Regular exercise can help protect you from heart disease and stroke, high blood pressure, noninsulin-dependent diabetes, obesity, back pain, osteoporosis, and can improve your mood and help you to better manage stress.


For the greatest overall health benefits, experts recommend that you do 20 to 30 minutes of aerobic activity three or more times a week and some      type of muscle strengthening activity and stretching at least twice a week. However, if you are unable to do this level of activity, you can   gain substantial health benefits by accumulating 30 minutes or more of moderate-intensity physical activity a day, at least five times a week.


If you have been inactive for a while, you may want to start with less strenuous activities such as walking or swimming at a comfortable pace. Beginning at a slow pace will allow you to become physically fit without straining your body. Once you are in better shape, you can gradually do more strenuous activity.


How Physical Activity Impacts Health


Regular physical activity that is performed on most days of the week reduces the risk of developing or dying from some of the leading causes of illness and death in the UK.

Collection entries
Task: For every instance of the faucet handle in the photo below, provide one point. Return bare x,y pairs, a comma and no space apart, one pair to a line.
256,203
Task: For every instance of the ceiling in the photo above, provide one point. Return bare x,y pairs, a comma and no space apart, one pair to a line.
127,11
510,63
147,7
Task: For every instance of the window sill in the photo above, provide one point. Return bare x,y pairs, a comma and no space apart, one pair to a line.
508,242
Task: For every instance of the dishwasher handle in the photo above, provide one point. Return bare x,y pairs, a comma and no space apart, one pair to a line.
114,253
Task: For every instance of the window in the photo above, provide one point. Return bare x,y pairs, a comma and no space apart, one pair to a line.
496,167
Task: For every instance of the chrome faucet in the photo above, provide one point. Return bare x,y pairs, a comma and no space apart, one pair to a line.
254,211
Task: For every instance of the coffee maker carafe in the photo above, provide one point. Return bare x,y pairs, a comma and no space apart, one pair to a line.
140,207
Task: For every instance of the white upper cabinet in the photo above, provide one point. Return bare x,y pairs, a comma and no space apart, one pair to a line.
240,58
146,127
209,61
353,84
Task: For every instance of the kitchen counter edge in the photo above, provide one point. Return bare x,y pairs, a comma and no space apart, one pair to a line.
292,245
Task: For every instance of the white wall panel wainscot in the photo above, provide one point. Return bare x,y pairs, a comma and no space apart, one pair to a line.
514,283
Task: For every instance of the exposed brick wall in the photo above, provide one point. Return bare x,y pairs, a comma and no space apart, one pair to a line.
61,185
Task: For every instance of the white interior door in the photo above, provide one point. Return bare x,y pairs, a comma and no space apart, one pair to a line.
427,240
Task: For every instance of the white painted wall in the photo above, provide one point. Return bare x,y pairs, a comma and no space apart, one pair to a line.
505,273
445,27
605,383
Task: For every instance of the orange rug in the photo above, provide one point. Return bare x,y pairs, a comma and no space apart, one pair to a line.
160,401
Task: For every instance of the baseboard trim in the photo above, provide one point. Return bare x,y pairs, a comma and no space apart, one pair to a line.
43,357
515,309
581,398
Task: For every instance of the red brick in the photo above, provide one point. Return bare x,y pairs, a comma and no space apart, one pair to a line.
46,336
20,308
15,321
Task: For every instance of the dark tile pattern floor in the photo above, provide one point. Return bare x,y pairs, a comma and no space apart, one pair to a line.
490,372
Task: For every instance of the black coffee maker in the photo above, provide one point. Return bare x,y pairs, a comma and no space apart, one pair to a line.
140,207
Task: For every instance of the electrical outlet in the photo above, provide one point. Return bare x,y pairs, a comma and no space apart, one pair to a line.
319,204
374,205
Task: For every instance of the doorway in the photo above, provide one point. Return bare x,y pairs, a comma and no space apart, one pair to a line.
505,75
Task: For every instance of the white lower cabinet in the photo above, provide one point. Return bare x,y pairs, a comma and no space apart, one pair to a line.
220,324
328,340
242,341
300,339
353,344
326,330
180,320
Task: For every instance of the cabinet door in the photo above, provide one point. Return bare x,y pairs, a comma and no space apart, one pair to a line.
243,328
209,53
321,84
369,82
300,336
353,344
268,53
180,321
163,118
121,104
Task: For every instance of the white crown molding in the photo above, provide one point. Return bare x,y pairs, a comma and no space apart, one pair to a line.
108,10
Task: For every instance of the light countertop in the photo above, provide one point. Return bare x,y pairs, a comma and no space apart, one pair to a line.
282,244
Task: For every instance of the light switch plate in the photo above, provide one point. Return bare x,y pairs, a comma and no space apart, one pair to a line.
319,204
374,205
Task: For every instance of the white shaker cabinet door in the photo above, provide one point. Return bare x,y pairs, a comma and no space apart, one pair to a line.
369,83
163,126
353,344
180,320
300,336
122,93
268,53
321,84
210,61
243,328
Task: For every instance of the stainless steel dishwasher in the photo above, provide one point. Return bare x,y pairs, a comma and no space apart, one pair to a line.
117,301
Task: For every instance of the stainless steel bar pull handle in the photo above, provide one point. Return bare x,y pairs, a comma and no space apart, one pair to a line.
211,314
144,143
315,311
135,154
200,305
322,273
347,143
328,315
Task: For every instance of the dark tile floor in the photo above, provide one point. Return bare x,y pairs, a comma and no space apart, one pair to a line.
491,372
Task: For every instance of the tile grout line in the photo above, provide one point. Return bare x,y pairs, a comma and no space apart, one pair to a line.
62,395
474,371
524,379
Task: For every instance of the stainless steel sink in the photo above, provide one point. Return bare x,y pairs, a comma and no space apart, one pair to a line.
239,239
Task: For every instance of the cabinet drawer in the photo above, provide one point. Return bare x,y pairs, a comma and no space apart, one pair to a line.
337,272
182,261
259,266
---
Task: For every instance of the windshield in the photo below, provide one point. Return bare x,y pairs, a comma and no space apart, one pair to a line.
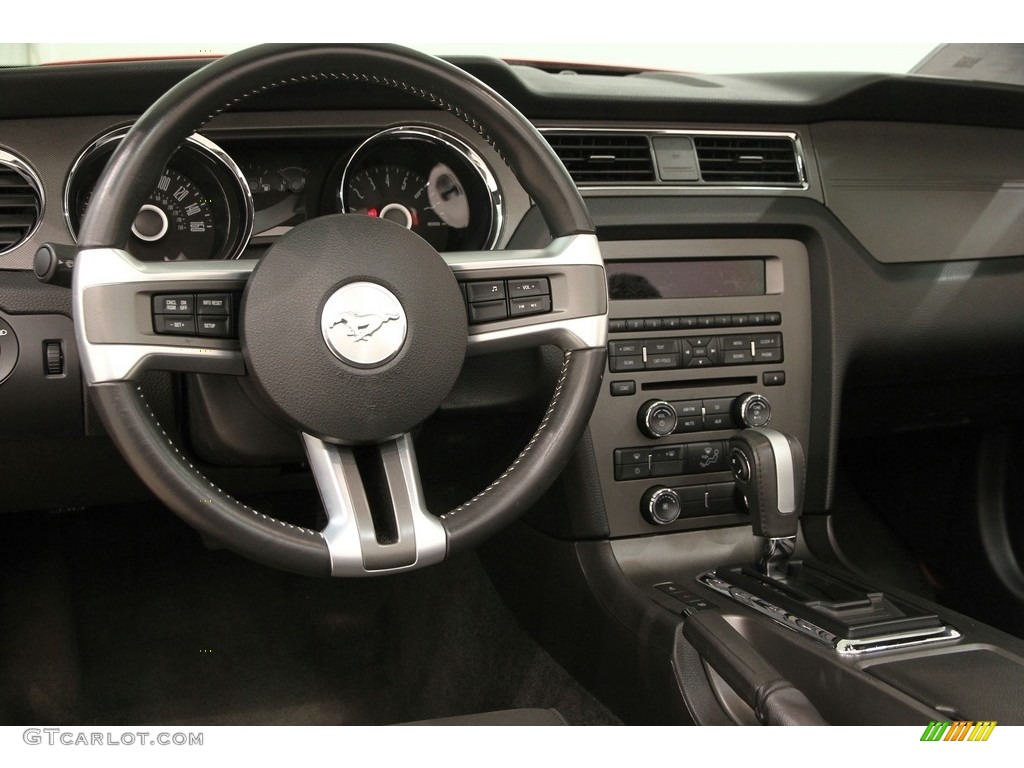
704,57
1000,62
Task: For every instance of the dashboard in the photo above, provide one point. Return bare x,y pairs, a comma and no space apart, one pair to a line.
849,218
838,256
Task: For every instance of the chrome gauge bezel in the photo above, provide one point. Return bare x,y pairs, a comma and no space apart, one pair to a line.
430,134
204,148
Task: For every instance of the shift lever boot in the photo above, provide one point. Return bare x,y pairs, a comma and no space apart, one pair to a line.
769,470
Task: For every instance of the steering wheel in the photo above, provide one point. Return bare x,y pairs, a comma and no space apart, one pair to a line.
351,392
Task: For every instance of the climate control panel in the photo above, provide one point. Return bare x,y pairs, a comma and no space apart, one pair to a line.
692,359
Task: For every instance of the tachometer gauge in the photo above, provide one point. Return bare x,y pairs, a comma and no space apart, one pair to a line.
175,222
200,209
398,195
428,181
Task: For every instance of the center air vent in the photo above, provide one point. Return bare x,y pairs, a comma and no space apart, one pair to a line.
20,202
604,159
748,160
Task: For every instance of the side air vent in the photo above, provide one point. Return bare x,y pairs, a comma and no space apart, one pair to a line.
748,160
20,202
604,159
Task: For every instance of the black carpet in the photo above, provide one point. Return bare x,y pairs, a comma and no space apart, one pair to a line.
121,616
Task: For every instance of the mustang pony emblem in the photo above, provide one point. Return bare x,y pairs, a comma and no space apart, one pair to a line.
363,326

*Set of tasks:*
**A.** In the exercise passage, how much moderate-intensity physical activity can still bring substantial health benefits to someone unable to reach the recommended level?
**B.** From the exercise passage, output the part that opens with the words containing "If you have" and closes with "do more strenuous activity.".
**C.** Do these statements agree with the exercise passage? (i) Experts recommend muscle strengthening activity and stretching at least twice a week. (ii) People who have been inactive for a while should begin by swimming at a fast pace. (iii) Regular exercise can improve your mood.

*Task-by-task results:*
**A.** 30 minutes or more a day, at least five times a week.

**B.**
If you have been inactive for a while, you may want to start with less strenuous activities such as walking or swimming at a comfortable pace. Beginning at a slow pace will allow you to become physically fit without straining your body. Once you are in better shape, you can gradually do more strenuous activity.

**C.**
(i) Yes: "muscle strengthening activity and stretching at least twice a week"
(ii) No: "start with less strenuous activities such as walking or swimming at a comfortable pace"
(iii) Yes: "can improve your mood"